To do
Reproduce verbatim the lines of the material starting at the line containing "Target: dirt path" and ending at the line containing "x=405 y=158", with both of those lines included.

---- Information provided

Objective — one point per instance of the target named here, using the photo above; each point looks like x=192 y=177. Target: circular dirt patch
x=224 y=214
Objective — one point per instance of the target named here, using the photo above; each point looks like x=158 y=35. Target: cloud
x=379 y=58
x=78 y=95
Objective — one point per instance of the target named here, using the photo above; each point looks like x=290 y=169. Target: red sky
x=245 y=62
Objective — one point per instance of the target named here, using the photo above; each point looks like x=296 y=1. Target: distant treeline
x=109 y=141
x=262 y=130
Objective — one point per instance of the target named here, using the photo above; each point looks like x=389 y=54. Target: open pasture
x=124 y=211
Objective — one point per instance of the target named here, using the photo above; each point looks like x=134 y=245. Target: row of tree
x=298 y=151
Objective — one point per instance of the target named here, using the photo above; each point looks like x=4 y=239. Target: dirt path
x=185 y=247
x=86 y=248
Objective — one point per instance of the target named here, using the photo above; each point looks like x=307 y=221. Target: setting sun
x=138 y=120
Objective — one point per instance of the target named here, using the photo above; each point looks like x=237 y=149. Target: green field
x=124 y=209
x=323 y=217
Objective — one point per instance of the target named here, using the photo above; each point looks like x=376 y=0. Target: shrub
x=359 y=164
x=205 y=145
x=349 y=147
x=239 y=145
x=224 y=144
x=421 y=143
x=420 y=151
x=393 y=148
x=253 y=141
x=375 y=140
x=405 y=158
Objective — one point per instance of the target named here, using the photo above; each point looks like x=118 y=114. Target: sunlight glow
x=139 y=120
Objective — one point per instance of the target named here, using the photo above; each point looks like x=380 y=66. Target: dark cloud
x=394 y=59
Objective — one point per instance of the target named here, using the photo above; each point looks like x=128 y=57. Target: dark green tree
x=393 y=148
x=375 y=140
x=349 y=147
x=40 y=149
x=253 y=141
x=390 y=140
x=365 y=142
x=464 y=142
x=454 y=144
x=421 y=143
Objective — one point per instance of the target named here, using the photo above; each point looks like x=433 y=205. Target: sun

--------

Exercise solution
Objective — one point per instance of the target named here, using the photo above; each point looks like x=4 y=239. Target: dirt path
x=185 y=247
x=86 y=248
Objective — one point per instance of the target named here, using the photo above; each point looks like x=307 y=221. Target: setting sun
x=138 y=120
Objective — one point per instance of the target named here, using the photo above; each point looks like x=237 y=149. Target: green field
x=124 y=209
x=323 y=217
Objective — one point per instance of the target named here, using the photo above; each point looks like x=376 y=0. Target: shrub
x=359 y=164
x=205 y=145
x=349 y=147
x=239 y=145
x=224 y=144
x=421 y=143
x=420 y=151
x=393 y=148
x=253 y=141
x=375 y=140
x=405 y=158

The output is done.